▶ _Consigne_
Rédigez la suite de l'article ci-dessous sur les chenillettes électriques MTT, en commençant après sa dernière phrase.

▶ _Extrait du document_
"""

Un véhicule électrique unique en son genre et conçu au Québec contribue à dépolluer nos parcs et forêts.
Entretenir des pistes de fatbike exige du temps, de la minutie et beaucoup de combustibles fossiles. « De décembre à avril, nous sortons 2 ou 3 fois par semaine en moyenne, pour un total d’une centaine de sorties durant la saison », estime Geoffrey Isaac, directeur général du Centre plein air Le Norvégien, à Jonquière. Jusqu’à tout récemment, son équipe d’entretien recourait à de la machinerie fonctionnant à l’essence pour ciseler le réseau de 18 km. « Nos bénévoles respiraient les gaz d’échappement de motoneiges et de Snowdog [un engin motorisé utilisé notamment pour le traçage de sentiers] », se souvient-il.
Depuis l’hiver 2022, plus une goutte de diesel est utilisée pour réaliser ces opérations. Le Norvégien fait plutôt confiance à deux chenillettes électriques MTT, du nom de l’entreprise saguenéenne qui a mis au point la technologie et la commercialise. « Grâce à ces engins, nous décarbonisons nos opérations tout en économisant sur les combustibles, précise Geoffrey Isaac. On peut même les utiliser comme des génératrices portables, pour y brancher nos outils en pleine nature par exemple. »
Grâce à ces engins, nous décarbonisons nos opérations tout en économisant sur les combustibles.
Écologiques et utiles
Difficile de décrire ces engins tant ils n’ont pas vraiment d’équivalent. Il s’agit de véhicules assez bas, étroits et relativement courts mus par une seule chenille. Massifs, ils sont conçus pour circuler tant sur la glace que dans la neige, le sable ou la boue, ce qui permet l’exploration d’endroits difficiles d’accès. Peu bruyants (la faune leur dit merci!), ils peuvent tirer une remorque ou un traîneau pesant jusqu’à 3200 livres sur un terrain plat ou jusqu’à 1000 livres en mode tout terrain, gracieuseté de leur moteur électrique alimenté par une, deux ou trois batteries au lithium-ion rechargeables.

"""

▶ _Matériel fourni_
"""

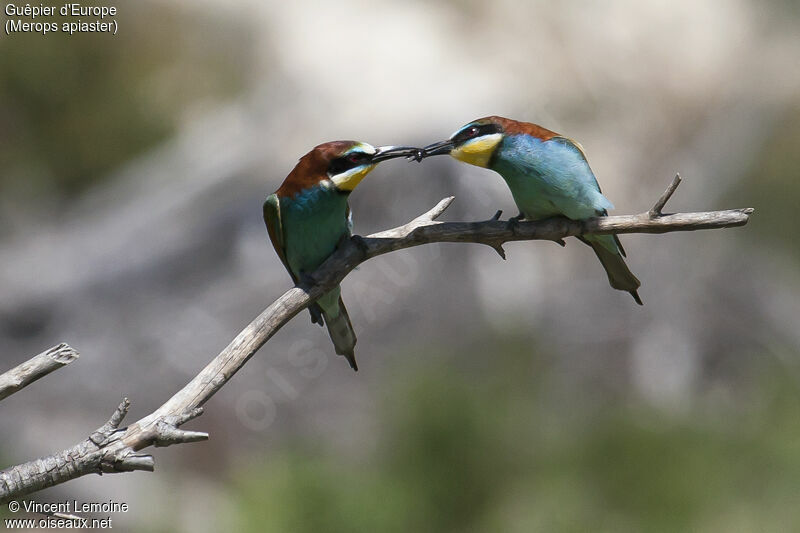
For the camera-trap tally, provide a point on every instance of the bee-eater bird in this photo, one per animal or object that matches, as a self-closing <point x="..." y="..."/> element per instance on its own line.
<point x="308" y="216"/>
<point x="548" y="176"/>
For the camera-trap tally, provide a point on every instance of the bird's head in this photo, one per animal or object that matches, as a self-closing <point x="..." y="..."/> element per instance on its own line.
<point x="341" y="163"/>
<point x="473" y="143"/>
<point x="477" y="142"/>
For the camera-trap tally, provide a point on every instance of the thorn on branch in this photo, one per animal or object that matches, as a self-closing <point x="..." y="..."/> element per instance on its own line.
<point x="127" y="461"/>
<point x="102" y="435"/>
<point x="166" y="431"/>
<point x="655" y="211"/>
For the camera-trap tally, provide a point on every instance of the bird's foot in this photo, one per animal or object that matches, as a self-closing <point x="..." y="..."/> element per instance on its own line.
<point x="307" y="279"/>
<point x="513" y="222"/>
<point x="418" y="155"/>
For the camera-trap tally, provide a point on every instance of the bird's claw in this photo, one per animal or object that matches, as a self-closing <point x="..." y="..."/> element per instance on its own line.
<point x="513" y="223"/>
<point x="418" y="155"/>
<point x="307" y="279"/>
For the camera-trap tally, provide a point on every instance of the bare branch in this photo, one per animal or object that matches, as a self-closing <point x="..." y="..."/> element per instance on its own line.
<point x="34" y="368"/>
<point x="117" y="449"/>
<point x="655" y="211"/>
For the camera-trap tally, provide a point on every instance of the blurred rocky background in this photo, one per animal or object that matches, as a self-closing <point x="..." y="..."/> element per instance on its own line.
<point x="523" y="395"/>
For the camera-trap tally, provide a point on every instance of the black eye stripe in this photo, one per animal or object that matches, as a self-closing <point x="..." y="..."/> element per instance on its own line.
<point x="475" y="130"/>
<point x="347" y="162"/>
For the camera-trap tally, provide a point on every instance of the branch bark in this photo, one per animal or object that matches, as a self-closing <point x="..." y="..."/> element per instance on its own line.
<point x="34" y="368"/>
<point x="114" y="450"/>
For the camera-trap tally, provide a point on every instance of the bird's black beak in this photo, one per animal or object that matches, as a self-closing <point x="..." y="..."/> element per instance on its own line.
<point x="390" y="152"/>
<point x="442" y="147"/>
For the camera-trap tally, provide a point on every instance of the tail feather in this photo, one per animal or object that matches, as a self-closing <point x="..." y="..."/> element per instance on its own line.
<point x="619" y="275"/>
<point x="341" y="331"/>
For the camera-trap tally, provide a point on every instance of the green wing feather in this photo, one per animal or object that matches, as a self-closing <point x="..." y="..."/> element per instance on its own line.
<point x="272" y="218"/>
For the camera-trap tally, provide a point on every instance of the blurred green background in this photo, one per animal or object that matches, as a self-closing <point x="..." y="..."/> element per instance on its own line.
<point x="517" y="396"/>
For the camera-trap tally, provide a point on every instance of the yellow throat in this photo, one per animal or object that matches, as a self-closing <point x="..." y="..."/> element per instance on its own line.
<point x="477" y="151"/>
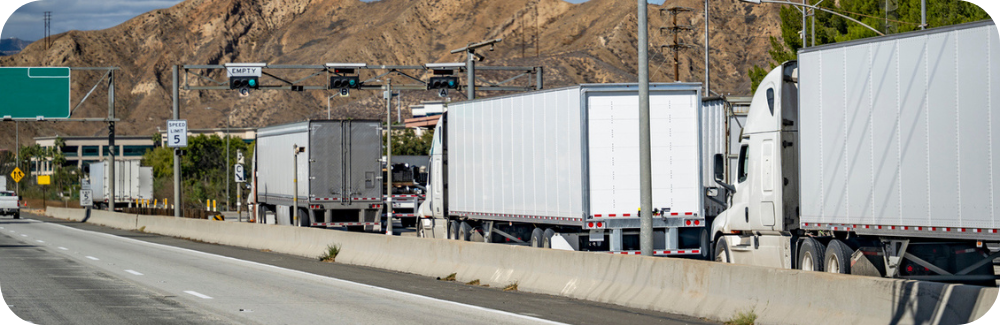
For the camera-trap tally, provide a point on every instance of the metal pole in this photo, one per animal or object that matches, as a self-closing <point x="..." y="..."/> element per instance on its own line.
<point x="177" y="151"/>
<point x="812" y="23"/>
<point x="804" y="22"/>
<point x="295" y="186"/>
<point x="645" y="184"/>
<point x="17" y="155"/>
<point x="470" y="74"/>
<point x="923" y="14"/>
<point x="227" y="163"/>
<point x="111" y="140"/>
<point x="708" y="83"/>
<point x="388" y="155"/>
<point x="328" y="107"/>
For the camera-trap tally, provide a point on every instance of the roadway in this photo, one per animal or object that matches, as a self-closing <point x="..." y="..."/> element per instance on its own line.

"""

▶ _Réponse au problème_
Par contre, attention! Même si des gens peuvent s’y asseoir, ce ne sont pas des véhicules récréatifs, mais bien des outils de travail qui multiplient l’effort humain, comme en témoigne leur faible vitesse de pointe d’à peine 18 km/h. Certains modèles sont télécommandables.
« Yvon Martel, l’inventeur, a eu cette idée alors qu’il se promenait au fin fond du bois en plein hiver. Il a réalisé que de venir en aide à un individu blessé dans ces conditions serait long et pénible », raconte Pascal Girard, directeur des ventes pour MTT Technologie.
Avec l’aide de son fils Michaël, ingénieur mécanique et vice-président de la société, Yvon Martel a amorcé en 2014 la conception de sa « chenille des neiges », comme l’appelaient certains médias à l’époque. La chenillette autotractée à moteur électrique a été conçue « dès le départ » dans une optique écologique, indique Pascal Girard. Pas étonnant que cet engin fasse maintenant tourner les têtes ici comme ailleurs.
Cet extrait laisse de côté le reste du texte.